== MATERIAL SUPPLIED ==
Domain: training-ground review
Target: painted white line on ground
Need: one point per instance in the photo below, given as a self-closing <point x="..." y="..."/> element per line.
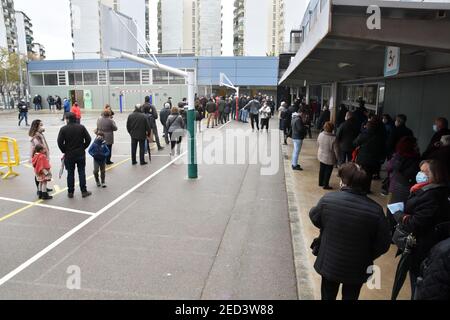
<point x="50" y="247"/>
<point x="53" y="245"/>
<point x="21" y="162"/>
<point x="47" y="206"/>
===
▶ _EXERCISE DESCRIPTION_
Across the data above, how many lines carry the word "ground"? Only the number is needed.

▶ _RESULT_
2